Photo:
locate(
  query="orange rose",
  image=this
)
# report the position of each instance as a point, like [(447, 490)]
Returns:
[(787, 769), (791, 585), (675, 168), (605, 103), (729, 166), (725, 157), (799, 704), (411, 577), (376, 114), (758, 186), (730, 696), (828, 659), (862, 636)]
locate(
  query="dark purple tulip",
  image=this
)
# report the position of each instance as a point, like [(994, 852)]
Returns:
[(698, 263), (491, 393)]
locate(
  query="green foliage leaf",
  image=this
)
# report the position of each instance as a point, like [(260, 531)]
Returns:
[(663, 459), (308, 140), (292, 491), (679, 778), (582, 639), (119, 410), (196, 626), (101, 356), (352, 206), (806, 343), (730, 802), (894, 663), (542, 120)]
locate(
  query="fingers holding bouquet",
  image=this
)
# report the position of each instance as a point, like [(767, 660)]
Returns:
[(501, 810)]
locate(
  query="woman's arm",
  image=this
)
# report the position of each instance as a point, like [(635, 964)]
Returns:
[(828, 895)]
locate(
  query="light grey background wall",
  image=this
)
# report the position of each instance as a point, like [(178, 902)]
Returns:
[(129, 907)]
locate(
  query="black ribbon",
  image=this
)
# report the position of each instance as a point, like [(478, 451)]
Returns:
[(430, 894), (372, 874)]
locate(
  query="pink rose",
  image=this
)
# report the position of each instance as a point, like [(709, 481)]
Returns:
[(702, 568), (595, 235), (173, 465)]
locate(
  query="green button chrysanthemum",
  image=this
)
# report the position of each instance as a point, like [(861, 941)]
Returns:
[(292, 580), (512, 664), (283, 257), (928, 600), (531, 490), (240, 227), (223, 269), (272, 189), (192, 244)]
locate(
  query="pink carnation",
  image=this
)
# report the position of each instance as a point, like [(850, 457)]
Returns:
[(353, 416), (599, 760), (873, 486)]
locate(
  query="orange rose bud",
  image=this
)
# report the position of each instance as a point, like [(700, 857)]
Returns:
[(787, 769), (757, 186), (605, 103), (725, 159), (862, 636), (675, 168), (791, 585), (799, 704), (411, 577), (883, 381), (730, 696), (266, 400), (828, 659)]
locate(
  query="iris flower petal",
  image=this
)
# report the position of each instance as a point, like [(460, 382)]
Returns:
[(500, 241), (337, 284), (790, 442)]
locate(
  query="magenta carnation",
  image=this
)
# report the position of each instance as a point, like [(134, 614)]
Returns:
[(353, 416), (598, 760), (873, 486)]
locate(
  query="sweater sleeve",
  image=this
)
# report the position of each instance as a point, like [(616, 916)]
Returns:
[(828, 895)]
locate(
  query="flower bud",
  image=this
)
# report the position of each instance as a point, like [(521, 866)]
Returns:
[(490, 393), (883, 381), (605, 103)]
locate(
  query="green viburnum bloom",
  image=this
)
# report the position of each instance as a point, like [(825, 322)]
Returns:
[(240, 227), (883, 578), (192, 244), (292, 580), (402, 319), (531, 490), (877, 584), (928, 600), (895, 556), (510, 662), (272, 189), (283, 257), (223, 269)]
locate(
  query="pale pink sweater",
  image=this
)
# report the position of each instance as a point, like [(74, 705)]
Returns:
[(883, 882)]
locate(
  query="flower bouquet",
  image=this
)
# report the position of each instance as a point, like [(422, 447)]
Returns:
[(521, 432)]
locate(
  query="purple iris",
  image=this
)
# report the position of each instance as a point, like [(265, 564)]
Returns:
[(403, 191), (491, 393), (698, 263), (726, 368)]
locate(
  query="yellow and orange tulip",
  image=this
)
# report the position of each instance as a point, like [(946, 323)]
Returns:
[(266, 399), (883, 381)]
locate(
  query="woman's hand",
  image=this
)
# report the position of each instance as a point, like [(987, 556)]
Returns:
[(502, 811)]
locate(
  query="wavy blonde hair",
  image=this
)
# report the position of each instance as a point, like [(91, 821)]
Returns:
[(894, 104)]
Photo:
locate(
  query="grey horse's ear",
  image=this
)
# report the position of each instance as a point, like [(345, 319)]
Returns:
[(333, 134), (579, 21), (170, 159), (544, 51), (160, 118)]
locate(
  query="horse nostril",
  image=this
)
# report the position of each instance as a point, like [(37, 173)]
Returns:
+===+
- [What this task involves]:
Only an exact copy of the listing above, from its first line up to and including the line with "like [(700, 857)]", counts as the answer.

- [Task answer]:
Photo:
locate(
  query="orange rose",
  image=this
)
# report the position of each instance as a point, like [(447, 490)]
Returns:
[(787, 769), (791, 585), (675, 168), (605, 103), (729, 166), (725, 157), (799, 704), (411, 577), (376, 114), (758, 186), (730, 696), (828, 659), (862, 636)]
locate(
  query="dark purple tulip",
  image=this
)
# report the position of each instance as a point, like [(994, 852)]
Returns:
[(698, 263), (491, 393)]
locate(
  query="green foliage leaf",
  image=this
)
# report the position of each instance as a point, like [(260, 531)]
Returns:
[(663, 459), (308, 140), (292, 491), (679, 778), (582, 639), (119, 410), (196, 626), (101, 356), (352, 206), (806, 343), (730, 802), (894, 663), (542, 120)]
locate(
  query="fingers holding bouquet",
  image=this
)
# report the position of each instance as a point, like [(767, 660)]
Returns:
[(501, 810)]
locate(
  query="woman's arm",
  image=this
)
# report the position of each instance as a point, like [(635, 964)]
Returns:
[(828, 895)]
locate(
  query="light grey background wall",
  image=this
)
# report the position of each instance as a point, like [(178, 902)]
Returns:
[(129, 907)]
locate(
  query="black ribbon",
  image=this
)
# report the position of each instance as a point, like [(478, 451)]
Returns:
[(430, 894), (372, 874)]
locate(
  query="pink rose",
  image=this
)
# report the position of each instance as a point, like [(709, 481)]
Returns:
[(702, 568), (595, 235), (173, 465)]
locate(
  query="green button chrysanthemum",
  image=this
)
# report the position of each instance as a point, like [(861, 941)]
Returns:
[(292, 580), (512, 664), (283, 257), (928, 600), (531, 490), (240, 227), (223, 269), (272, 189), (192, 244)]
locate(
  query="pink carnation",
  image=this
)
# report the position of each instance as a point, like [(850, 457)]
Returns:
[(353, 416), (599, 760), (873, 486)]
locate(
  query="orange rose bud",
  image=this
)
# report the position of each instance as a point, like [(700, 857)]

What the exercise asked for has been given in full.